— GIVEN REQUEST —
Pick out each line of the listing that contains the string "bounding", with case counting, and copy those lines.

— ROWS —
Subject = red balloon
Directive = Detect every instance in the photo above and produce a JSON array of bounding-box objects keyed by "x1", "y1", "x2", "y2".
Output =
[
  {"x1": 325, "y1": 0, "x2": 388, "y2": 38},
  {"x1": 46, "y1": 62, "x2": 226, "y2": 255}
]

— RESULT FOR THIS EXERCISE —
Directive = Detect every instance in the photo above and produce a JSON array of bounding-box objects keyed by "x1", "y1", "x2", "y2".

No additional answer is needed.